CHECK YOUR UNDERSTANDING –
1. In the sleep facts article, why is it frightening that people still drive and do their jobs while sleep deprived?
2. In the sleep facts article, rewrite the passage from "1. You’re not" up to and including "go to sleep.", substituting "adequate sleep" for "enough sleep".

EXCERPTED TEXT –
Five Shocking Sleep Facts You Need To Know Now
Following on from my previous post, where I shared some fun and quirky sleep facts with you, now we will look at some shocking sleep facts. I wasn’t sure whether to describe these as shocking or frightening, perhaps they are both.
These five facts reveal the shocking toll not getting enough sleep takes on our health. And I’ve only chosen a few! Once you’ve read through these, you’ll be scrambling to ensure you get a good nights rest tonight, and all the nights!
1. You’re not getting enough sleep
Did you know that according to these figures from the Center for Disease Control, 35% of Americans aren’t getting enough sleep?
Wait, what?! That’s more than a third. Does that mean it could be you? Absolutely.
What is defined as “enough sleep” anyway? For these figures, enough sleep is defined as at least 7 hours per night. Anything less than 7 hours is the threshold where you start to see negative health effects.
We are all busy these days, with high stress levels and loads to cram into our days. Sleep can be one of the first things we sacrifice in the rush to fit everything in, or we have major troubles falling asleep when we need to. We are also glued to our devices, which emit a type of light which actually makes it harder for us to go to sleep.
If you need some ideas to help you get more sleep, some of my other sleep articles will have some great ideas for you to try. You can read them right here.
2. Sleep deprivation can be like drinking too much
Yes, you read that right. Being sleep deprived can have the same effect on our bodies as being drunk.
Sleep deprivation can make us clumsy, forgetful, more prone to making mistakes, cranky, and foggy. Just like too much alcohol can.
This is a bit of a frightening thought when you consider how much we try to just get on with things when we are sleep deprived. We will still drive, do our jobs, etc etc. We would never do these things under the influence of alcohol, because of the dangers to ourselves and others. Turns out not getting enough sleep can be the exact same. Scary.
This fact gets even more shocking: After five nights of partial sleep deprivation, three drinks will have the same effect on your body as six would when you’ve slept enough.
3. Gaining weight? It could be your sleep habits
Did you know that missing out on sleep messes with your metabolism? Skipping sleep will slow down your metabolism, and interferes with the balance of the hormones that control your appetite.

PROVIDED MATERIAL –
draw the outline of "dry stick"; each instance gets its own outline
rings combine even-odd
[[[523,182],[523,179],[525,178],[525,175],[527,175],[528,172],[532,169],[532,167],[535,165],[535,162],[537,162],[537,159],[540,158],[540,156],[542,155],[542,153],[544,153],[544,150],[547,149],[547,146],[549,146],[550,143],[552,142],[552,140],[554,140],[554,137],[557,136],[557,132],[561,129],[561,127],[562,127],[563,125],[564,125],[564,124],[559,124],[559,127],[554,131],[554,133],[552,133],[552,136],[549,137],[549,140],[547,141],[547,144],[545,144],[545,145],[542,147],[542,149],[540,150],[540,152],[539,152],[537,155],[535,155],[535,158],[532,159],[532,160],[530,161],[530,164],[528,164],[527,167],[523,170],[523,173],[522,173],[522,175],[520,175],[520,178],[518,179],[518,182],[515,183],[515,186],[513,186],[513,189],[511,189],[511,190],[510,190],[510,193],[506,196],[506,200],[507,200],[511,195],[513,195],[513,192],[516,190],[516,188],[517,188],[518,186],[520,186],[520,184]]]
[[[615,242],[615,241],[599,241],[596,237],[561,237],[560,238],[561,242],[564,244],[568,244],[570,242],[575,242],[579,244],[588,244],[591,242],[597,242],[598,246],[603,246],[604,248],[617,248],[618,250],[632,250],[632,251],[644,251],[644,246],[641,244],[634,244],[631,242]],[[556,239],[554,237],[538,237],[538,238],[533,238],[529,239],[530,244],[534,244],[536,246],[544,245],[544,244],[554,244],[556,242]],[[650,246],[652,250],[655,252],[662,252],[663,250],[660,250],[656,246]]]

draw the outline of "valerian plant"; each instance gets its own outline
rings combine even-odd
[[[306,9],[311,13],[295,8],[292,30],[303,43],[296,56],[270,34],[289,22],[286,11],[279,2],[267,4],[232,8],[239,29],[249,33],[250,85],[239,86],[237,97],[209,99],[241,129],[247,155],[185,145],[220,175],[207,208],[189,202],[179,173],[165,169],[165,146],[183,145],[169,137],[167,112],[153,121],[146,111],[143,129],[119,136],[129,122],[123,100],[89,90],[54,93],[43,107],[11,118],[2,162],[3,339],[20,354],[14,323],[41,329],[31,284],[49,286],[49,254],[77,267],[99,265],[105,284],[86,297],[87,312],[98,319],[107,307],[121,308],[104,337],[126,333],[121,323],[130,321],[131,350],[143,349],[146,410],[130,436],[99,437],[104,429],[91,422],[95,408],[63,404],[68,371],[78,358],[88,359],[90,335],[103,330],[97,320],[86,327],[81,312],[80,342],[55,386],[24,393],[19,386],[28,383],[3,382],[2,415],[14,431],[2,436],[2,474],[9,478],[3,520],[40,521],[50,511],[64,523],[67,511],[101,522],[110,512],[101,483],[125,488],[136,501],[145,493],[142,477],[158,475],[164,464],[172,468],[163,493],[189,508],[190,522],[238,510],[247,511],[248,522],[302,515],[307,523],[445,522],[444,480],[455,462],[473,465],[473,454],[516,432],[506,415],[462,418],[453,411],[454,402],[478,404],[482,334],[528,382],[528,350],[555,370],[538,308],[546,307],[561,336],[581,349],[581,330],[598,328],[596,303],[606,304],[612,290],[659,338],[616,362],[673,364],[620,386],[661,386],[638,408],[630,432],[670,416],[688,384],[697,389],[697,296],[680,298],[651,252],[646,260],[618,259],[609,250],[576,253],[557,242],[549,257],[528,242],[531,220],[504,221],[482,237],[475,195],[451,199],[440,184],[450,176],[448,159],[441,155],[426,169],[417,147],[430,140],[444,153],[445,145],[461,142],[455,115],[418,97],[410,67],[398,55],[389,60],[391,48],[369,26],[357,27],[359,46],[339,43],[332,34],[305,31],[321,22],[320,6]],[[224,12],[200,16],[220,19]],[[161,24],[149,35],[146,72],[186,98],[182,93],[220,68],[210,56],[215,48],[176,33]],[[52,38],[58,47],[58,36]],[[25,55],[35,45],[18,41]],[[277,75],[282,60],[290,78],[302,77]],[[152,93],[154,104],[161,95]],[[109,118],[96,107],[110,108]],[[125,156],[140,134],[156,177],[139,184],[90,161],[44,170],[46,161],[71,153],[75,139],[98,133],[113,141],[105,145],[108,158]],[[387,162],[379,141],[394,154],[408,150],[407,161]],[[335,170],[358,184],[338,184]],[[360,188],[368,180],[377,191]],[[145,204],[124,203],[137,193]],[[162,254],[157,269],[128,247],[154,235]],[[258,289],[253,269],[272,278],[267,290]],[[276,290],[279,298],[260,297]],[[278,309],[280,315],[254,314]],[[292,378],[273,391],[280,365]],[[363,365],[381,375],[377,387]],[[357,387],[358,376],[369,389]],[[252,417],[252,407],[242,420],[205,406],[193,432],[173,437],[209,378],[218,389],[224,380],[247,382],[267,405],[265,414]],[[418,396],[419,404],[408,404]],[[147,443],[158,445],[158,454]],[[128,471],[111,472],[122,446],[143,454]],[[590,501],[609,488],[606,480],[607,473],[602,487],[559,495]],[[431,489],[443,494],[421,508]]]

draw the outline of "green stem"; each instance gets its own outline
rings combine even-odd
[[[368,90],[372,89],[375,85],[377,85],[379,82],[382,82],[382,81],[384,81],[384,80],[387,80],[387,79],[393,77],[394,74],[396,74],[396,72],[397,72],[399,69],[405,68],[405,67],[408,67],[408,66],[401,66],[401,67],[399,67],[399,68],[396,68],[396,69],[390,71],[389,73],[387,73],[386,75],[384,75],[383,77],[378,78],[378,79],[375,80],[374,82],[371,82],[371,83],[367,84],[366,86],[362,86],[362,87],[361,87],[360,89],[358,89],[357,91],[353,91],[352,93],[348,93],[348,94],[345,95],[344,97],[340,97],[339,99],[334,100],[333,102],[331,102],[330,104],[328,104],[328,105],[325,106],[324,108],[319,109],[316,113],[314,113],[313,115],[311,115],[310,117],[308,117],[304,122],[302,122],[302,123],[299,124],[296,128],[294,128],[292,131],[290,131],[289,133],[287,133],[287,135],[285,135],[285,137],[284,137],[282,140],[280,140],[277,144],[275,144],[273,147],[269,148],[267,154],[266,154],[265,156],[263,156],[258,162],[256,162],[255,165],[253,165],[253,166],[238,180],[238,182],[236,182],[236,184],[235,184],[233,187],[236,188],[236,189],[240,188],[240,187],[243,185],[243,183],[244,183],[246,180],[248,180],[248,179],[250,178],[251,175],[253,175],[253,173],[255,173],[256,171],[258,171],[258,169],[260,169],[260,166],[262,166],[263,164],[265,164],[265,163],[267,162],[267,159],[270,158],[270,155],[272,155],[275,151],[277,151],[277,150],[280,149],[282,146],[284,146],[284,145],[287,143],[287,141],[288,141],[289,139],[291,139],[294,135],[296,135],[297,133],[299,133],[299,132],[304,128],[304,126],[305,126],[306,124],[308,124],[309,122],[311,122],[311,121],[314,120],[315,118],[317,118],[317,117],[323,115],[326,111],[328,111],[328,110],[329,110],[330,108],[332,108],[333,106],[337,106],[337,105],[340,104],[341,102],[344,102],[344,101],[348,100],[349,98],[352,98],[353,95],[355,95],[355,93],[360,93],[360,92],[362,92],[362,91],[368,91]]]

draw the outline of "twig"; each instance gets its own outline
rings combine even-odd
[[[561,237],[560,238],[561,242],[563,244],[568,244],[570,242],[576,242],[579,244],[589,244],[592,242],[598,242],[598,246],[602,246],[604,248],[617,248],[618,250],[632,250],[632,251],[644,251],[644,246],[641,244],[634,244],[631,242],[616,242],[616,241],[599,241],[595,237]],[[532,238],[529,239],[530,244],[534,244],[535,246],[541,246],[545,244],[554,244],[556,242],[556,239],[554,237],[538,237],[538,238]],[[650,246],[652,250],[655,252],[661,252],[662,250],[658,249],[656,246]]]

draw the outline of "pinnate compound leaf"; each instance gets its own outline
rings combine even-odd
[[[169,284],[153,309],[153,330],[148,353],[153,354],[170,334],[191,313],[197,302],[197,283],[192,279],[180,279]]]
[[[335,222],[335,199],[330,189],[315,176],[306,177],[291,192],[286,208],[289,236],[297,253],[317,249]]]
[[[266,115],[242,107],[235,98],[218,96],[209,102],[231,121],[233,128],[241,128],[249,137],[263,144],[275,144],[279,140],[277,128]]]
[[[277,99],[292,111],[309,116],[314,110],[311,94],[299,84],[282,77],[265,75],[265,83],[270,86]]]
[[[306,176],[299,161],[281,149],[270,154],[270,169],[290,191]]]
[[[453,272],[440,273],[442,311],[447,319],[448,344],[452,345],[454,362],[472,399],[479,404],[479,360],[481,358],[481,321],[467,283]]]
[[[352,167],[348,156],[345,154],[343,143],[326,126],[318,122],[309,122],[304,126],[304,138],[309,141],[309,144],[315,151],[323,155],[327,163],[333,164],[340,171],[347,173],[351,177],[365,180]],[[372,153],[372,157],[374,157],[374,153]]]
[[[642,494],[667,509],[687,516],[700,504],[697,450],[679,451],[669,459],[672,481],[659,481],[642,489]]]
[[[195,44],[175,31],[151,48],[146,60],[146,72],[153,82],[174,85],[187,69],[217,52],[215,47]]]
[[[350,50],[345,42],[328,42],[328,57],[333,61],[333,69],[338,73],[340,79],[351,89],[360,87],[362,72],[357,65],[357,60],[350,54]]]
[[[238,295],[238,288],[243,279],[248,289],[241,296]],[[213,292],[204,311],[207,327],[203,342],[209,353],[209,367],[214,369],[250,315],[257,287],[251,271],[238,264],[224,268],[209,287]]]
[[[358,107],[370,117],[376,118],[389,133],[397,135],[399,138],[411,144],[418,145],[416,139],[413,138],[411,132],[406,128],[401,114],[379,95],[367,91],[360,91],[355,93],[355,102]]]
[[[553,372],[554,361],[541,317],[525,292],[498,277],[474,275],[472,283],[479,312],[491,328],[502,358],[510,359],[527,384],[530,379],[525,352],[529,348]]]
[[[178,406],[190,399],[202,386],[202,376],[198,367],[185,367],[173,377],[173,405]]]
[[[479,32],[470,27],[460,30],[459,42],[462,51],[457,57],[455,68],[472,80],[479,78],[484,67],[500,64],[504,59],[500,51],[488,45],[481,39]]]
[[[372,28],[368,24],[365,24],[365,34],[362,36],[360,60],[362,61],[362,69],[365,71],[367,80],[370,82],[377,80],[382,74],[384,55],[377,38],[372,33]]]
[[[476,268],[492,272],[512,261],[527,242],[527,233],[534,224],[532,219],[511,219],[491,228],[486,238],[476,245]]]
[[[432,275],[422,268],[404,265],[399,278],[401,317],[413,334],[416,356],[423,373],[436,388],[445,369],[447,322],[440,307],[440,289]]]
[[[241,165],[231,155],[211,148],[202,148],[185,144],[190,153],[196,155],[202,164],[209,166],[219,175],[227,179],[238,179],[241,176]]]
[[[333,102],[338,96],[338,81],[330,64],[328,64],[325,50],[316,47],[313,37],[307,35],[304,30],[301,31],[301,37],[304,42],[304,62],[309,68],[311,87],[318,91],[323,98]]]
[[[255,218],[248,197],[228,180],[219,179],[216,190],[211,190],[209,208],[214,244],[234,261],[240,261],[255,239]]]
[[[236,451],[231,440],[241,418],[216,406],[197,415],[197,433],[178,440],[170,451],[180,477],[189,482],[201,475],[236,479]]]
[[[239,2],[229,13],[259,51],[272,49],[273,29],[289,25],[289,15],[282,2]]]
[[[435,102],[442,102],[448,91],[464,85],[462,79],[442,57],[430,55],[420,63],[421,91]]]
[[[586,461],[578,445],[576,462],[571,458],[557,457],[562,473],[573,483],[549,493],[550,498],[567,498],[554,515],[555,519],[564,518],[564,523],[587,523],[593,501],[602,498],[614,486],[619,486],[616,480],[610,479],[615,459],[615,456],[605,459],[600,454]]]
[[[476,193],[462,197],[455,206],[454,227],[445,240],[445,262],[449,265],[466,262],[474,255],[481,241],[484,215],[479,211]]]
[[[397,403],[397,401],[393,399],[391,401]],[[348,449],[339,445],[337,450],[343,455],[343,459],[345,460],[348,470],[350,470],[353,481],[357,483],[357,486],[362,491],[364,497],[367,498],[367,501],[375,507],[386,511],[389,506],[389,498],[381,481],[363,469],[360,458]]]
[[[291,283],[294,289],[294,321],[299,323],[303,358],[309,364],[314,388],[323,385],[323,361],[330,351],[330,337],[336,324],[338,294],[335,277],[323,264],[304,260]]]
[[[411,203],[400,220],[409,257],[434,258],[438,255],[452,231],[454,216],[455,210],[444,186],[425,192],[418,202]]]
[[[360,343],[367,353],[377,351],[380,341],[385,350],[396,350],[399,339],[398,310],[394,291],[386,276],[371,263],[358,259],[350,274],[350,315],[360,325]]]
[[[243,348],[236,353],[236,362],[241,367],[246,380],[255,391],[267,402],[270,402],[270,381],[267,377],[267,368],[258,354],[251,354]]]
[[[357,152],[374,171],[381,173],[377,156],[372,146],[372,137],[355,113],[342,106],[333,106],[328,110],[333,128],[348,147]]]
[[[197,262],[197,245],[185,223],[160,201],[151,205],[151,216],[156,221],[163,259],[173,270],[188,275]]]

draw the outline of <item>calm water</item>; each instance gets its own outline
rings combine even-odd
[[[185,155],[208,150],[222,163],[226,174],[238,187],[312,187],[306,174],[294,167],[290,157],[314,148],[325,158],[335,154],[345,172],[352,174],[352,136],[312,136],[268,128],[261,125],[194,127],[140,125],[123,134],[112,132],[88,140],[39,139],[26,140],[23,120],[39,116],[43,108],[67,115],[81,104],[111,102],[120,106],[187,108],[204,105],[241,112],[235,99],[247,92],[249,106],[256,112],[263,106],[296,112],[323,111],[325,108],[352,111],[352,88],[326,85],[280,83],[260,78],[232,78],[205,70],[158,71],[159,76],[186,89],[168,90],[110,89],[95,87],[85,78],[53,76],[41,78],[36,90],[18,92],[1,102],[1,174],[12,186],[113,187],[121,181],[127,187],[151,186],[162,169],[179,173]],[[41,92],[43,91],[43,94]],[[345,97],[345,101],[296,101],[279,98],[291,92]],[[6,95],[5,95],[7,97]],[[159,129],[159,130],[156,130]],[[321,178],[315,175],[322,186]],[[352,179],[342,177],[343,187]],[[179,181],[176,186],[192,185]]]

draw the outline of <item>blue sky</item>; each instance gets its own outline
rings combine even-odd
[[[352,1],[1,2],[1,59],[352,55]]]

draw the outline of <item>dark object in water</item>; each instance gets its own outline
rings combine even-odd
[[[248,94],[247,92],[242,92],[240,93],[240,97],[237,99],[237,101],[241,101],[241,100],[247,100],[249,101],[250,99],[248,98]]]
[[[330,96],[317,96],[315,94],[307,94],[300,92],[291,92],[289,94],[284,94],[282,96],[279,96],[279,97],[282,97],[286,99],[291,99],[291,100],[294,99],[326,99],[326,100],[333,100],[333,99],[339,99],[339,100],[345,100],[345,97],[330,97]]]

EXERCISE SOLUTIONS –
1. Sleep deprivation can affect the body the same way being drunk does. People would never drive or do their jobs under the influence of alcohol because of the dangers to themselves and others.

2.
1. You’re not getting adequate sleep
Did you know that according to these figures from the Center for Disease Control, 35% of Americans aren’t getting adequate sleep?
Wait, what?! That’s more than a third. Does that mean it could be you? Absolutely.
What is defined as “adequate sleep” anyway? For these figures, adequate sleep is defined as at least 7 hours per night. Anything less than 7 hours is the threshold where you start to see negative health effects.
We are all busy these days, with high stress levels and loads to cram into our days. Sleep can be one of the first things we sacrifice in the rush to fit everything in, or we have major troubles falling asleep when we need to. We are also glued to our devices, which emit a type of light which actually makes it harder for us to go to sleep.